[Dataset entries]
* Start *
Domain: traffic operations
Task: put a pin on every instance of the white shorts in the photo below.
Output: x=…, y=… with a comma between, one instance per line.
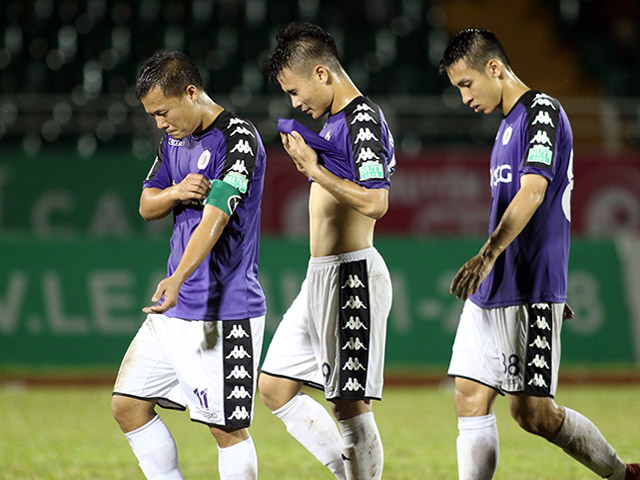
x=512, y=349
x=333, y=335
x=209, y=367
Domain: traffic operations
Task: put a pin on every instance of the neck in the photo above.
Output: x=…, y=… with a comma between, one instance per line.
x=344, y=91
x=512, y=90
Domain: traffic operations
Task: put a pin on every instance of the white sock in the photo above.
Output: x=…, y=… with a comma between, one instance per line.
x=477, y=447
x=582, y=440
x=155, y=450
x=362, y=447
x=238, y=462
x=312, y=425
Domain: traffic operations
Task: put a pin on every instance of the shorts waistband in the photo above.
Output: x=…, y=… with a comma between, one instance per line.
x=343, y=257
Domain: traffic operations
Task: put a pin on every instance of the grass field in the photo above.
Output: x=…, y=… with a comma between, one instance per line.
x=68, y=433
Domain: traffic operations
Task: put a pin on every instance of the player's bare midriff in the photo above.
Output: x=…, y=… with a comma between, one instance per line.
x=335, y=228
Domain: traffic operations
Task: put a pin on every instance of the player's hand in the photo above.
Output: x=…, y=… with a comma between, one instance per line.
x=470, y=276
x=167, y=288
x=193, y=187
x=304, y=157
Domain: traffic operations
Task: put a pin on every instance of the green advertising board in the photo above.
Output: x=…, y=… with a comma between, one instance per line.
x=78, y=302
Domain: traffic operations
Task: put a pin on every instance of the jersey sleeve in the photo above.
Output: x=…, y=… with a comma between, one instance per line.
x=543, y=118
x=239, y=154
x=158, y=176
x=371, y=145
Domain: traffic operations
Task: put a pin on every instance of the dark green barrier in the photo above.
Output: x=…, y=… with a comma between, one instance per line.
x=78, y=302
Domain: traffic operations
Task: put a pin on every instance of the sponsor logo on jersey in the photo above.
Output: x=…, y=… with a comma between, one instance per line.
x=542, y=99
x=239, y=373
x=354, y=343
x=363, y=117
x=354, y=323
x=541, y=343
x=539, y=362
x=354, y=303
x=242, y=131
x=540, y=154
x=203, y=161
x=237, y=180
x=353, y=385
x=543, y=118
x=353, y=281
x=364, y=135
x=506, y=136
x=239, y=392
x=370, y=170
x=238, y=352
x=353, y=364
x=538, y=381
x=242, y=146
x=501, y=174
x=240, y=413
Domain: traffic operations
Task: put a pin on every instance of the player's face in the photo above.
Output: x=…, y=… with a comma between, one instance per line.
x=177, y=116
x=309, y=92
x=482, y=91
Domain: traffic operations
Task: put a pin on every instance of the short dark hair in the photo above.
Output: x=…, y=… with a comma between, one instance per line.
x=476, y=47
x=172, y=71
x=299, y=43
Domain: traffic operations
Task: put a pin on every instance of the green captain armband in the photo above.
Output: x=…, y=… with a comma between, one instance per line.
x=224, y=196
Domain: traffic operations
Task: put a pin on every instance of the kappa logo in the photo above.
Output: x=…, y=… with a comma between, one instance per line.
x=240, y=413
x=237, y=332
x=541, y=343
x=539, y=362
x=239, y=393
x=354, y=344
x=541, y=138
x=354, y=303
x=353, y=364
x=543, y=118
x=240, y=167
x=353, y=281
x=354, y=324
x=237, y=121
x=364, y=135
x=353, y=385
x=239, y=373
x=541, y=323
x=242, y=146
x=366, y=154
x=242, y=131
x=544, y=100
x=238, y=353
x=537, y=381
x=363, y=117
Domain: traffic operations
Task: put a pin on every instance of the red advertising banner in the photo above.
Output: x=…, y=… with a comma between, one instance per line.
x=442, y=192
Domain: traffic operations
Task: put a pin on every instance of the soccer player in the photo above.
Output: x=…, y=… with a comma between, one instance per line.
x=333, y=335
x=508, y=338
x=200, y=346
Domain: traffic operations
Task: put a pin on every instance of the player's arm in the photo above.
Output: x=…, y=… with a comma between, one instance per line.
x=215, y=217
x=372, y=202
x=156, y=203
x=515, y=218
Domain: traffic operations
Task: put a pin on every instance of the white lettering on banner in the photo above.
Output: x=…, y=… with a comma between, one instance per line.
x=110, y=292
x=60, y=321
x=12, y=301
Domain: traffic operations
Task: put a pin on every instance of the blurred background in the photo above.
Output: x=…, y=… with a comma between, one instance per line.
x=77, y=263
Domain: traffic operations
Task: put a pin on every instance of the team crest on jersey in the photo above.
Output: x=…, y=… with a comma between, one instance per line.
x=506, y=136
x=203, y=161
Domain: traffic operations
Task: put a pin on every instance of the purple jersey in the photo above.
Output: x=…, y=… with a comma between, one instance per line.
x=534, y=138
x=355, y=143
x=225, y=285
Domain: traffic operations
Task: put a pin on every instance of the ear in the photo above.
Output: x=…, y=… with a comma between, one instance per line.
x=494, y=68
* End *
* Start *
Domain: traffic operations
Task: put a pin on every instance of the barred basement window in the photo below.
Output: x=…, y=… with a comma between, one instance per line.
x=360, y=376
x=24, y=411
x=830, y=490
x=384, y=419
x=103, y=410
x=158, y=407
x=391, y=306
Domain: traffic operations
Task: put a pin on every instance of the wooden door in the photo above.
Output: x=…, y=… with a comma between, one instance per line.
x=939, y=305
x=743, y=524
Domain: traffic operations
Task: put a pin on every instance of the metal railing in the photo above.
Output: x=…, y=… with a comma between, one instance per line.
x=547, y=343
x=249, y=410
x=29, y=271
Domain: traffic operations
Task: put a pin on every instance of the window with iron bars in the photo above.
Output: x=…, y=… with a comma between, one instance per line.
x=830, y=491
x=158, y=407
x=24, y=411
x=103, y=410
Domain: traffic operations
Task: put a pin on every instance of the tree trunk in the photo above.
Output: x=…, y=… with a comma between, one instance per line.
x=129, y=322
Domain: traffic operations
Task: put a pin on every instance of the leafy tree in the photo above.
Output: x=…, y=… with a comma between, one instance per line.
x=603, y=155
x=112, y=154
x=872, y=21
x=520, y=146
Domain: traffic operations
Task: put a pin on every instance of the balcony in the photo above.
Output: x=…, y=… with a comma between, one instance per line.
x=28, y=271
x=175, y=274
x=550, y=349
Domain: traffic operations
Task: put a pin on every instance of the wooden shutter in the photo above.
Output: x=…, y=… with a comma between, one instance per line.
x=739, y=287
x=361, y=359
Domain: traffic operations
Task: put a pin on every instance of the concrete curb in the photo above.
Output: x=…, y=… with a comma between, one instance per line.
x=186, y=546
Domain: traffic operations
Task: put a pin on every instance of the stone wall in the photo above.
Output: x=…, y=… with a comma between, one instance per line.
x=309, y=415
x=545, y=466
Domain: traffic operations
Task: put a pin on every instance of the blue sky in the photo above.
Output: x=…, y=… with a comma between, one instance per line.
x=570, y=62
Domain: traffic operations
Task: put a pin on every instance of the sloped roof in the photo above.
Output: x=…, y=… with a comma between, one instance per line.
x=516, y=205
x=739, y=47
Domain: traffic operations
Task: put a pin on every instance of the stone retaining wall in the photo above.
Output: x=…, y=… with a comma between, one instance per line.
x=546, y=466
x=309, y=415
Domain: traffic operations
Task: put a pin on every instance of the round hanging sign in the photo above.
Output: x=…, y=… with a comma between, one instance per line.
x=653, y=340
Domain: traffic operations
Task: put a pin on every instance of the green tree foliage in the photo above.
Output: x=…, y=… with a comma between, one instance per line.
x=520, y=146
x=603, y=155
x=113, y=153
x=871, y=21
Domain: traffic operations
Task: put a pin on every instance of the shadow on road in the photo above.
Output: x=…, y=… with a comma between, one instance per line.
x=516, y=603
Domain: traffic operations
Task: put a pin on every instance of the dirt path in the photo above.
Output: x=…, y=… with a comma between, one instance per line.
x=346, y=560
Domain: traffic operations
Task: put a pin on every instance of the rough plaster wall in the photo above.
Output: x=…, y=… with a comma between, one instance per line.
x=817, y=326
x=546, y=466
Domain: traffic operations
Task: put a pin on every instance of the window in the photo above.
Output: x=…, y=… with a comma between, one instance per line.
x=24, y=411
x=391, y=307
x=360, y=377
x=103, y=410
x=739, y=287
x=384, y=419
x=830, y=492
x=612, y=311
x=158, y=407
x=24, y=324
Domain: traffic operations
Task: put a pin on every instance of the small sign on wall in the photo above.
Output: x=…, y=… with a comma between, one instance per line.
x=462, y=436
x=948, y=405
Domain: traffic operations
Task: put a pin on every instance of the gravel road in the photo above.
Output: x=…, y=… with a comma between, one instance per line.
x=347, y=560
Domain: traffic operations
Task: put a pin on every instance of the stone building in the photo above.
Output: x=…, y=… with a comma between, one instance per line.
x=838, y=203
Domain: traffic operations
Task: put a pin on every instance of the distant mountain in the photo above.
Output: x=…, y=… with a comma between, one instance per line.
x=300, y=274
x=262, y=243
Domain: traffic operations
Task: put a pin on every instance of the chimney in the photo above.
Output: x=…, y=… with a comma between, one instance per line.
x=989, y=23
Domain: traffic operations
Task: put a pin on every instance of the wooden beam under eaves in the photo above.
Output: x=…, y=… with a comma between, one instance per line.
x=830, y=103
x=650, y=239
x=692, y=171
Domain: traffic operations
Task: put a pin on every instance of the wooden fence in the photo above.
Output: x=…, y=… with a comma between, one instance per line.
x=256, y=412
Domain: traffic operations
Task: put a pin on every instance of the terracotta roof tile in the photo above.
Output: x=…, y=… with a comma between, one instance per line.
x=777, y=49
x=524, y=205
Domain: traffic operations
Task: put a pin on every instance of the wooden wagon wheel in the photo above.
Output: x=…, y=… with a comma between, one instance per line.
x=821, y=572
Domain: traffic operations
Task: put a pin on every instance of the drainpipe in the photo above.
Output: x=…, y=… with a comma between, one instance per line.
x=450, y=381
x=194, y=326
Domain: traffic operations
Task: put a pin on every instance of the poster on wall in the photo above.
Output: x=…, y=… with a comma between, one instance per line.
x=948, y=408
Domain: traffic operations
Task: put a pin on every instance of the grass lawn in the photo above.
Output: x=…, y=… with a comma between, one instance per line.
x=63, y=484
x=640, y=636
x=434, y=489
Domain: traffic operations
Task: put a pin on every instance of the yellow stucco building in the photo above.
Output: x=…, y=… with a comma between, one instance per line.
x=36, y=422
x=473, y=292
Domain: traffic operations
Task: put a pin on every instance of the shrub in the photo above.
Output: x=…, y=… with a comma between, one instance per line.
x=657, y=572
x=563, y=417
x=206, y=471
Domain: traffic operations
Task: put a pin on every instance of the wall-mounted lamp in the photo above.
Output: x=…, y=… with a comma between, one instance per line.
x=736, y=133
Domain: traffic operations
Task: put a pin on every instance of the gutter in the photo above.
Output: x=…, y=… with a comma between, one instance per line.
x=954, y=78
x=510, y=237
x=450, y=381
* End *
## Exercise goal
List every line of the listing above that contains the word "wooden", matching its case exactly.

## Reply
Task: put a pin on every instance of the wooden door in the photo above.
Task: put a pin on every instance of the wooden shutter in the photo above.
Task: put a pin on every instance of the wooden beam under eaves in the photo above.
Task: put a pin on every instance of the wooden fence in the photo above.
Task: put a pin on every instance of the wooden wagon wheel in the photo above.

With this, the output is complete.